Task brief
Put the lines from the one containing "locate the green" through the one containing "[[414, 62, 1003, 659]]" into a JSON list of strings, one string per line, with blank lines left out. Include only those lines.

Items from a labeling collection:
-- START --

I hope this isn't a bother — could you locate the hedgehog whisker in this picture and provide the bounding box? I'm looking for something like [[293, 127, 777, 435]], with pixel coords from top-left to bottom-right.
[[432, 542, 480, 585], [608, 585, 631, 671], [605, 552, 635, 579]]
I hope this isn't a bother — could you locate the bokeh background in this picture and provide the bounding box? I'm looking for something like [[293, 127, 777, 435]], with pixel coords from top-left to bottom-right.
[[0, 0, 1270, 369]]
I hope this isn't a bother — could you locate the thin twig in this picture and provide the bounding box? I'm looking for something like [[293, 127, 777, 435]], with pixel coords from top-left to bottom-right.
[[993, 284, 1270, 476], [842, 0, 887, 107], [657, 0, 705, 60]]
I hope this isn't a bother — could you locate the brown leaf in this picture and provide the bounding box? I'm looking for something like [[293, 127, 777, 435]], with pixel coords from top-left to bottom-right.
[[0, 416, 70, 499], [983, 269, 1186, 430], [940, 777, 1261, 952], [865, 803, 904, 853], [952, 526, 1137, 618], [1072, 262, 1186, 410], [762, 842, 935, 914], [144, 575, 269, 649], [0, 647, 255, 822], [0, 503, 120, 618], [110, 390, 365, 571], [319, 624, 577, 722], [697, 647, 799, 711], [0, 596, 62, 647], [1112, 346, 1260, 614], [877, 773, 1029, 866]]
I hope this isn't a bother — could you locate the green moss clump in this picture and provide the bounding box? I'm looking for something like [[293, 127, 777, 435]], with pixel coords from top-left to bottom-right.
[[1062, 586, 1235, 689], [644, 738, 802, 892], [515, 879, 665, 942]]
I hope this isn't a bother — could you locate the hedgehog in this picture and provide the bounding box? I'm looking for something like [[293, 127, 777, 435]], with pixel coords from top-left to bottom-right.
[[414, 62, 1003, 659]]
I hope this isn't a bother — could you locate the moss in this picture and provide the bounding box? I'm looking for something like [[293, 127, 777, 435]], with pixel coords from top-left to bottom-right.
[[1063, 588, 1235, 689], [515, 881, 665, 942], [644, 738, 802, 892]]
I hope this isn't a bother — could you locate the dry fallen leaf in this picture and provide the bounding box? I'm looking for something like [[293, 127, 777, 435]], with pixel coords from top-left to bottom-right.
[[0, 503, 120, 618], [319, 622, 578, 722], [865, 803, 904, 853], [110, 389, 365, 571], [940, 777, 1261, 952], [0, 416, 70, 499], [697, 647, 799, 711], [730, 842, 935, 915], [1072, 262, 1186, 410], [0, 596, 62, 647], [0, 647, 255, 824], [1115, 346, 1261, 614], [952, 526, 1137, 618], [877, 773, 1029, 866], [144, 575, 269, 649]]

-- END --

Solution to this task
[
  "I hope this isn't a bother — could you locate the green moss clump in this picture and provide the bounding box? I'm looking for something like [[293, 127, 777, 435]], with pixel coords from top-left to bottom-right.",
  "[[1062, 586, 1235, 689], [644, 738, 802, 892], [515, 879, 665, 942]]",
  "I hope this isn't a bother — could you locate the hedgehog in this picture and provide the bounding box? I'm looking for something like [[293, 127, 777, 435]], with pixel coords from top-left to bottom-right.",
  "[[414, 62, 1003, 659]]"
]